■ **Aim**
Rewrite all the entries below as a numbered list, skipping any blank lines and leaving out the pictures.

■ **Record set**

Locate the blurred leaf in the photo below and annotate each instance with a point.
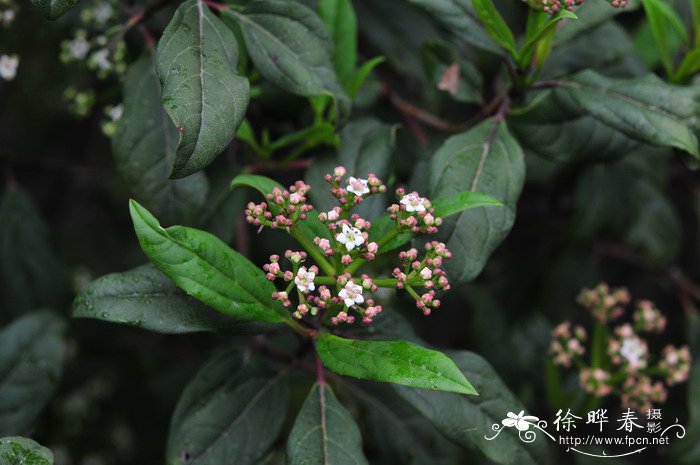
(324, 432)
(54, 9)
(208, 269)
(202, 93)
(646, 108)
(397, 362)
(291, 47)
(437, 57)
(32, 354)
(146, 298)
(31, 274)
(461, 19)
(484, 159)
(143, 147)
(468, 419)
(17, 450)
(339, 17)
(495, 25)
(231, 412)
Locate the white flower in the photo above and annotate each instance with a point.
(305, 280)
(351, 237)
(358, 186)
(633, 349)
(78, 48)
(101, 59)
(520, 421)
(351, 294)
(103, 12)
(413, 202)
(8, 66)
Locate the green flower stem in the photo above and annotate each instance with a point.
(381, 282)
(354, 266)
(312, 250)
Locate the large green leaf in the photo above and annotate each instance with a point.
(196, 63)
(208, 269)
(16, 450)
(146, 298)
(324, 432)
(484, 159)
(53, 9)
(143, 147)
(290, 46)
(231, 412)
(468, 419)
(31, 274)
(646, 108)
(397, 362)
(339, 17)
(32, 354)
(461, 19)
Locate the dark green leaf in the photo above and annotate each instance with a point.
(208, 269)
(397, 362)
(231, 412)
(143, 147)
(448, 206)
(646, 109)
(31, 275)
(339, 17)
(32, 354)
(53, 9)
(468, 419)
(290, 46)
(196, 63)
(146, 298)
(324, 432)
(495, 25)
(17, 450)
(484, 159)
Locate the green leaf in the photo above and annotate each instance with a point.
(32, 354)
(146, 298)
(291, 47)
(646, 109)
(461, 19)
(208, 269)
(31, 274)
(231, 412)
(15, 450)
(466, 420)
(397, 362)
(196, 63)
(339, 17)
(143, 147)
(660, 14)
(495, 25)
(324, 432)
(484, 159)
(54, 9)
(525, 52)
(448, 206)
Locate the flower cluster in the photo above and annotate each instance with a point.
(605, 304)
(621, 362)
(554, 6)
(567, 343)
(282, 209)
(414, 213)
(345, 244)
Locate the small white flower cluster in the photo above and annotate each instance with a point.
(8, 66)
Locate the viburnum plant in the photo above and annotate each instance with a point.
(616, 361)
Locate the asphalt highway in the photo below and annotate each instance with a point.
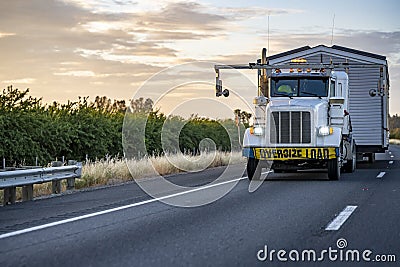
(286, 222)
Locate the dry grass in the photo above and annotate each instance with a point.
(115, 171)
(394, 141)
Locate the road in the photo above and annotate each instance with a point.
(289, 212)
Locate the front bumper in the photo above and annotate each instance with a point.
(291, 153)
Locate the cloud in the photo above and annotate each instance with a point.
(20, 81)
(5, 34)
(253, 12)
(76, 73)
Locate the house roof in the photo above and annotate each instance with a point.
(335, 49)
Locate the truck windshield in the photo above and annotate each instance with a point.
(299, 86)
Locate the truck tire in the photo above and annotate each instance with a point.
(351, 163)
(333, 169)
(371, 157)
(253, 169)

■ **In response**
1. Locate the blurred leaf in the photo below and annotate each instance with a point.
2. (324, 432)
3. (54, 9)
4. (208, 269)
5. (202, 93)
6. (646, 108)
7. (397, 362)
8. (291, 47)
9. (437, 57)
10. (32, 354)
11. (146, 298)
12. (31, 274)
13. (461, 19)
14. (484, 159)
15. (143, 147)
16. (468, 419)
17. (17, 450)
18. (339, 17)
19. (495, 25)
20. (231, 412)
21. Locate the white flower in the photo above and annotate each instance with a point.
22. (305, 280)
23. (351, 237)
24. (358, 186)
25. (633, 349)
26. (78, 48)
27. (101, 59)
28. (520, 421)
29. (351, 294)
30. (103, 12)
31. (413, 202)
32. (8, 66)
33. Locate the green flower stem in the photo above and annotate each instance with a point.
34. (381, 282)
35. (354, 266)
36. (312, 250)
37. Locate the large green leaf in the photo above and annotate each instance with a point.
38. (196, 63)
39. (208, 269)
40. (16, 450)
41. (146, 298)
42. (324, 432)
43. (484, 159)
44. (53, 9)
45. (143, 147)
46. (290, 46)
47. (231, 412)
48. (468, 419)
49. (31, 274)
50. (646, 108)
51. (397, 362)
52. (339, 17)
53. (32, 354)
54. (461, 19)
55. Locate the dark green leaf in the photo above and annotate each instance with a point.
56. (208, 269)
57. (397, 362)
58. (231, 412)
59. (143, 147)
60. (448, 206)
61. (646, 109)
62. (31, 275)
63. (339, 17)
64. (32, 354)
65. (53, 9)
66. (468, 419)
67. (290, 46)
68. (196, 63)
69. (146, 298)
70. (324, 432)
71. (495, 25)
72. (17, 450)
73. (484, 159)
74. Locate the green leaf in the photo above and annotate each instance with a point.
75. (32, 354)
76. (146, 298)
77. (291, 47)
78. (646, 109)
79. (461, 19)
80. (208, 269)
81. (31, 274)
82. (231, 412)
83. (15, 450)
84. (466, 420)
85. (397, 362)
86. (196, 63)
87. (339, 17)
88. (143, 147)
89. (660, 14)
90. (495, 25)
91. (324, 432)
92. (484, 159)
93. (54, 9)
94. (525, 52)
95. (448, 206)
96. Locate the flower cluster in the photo above and annotate each instance with a point.
97. (605, 304)
98. (621, 362)
99. (554, 6)
100. (567, 343)
101. (282, 209)
102. (414, 213)
103. (345, 244)
104. Locate the small white flower cluster in the photo above and annotate each instance with a point.
105. (8, 66)
106. Locate the viburnum plant in the photo above and annotate each instance with a point.
107. (616, 361)
108. Locate the asphalt highway in the photo below and annotate each instance with a point.
109. (286, 222)
110. Locate the dry grass in the photo above and annotate each instance with a point.
111. (115, 171)
112. (394, 141)
113. Locate the road in the photo above and annotate each instance with a point.
114. (289, 212)
115. Locate the front bumper in the photo above and annotate each instance with a point.
116. (291, 153)
117. Locate the cloud in the photo above and annotate each instance with a point.
118. (20, 81)
119. (5, 34)
120. (253, 12)
121. (76, 73)
122. Locate the house roof in the photo above and annotate each instance with a point.
123. (335, 49)
124. Locate the truck windshield in the photo above and annotate each instance with a point.
125. (299, 86)
126. Locate the truck tire in the photo above and annotate each instance with a point.
127. (351, 163)
128. (333, 169)
129. (371, 157)
130. (253, 169)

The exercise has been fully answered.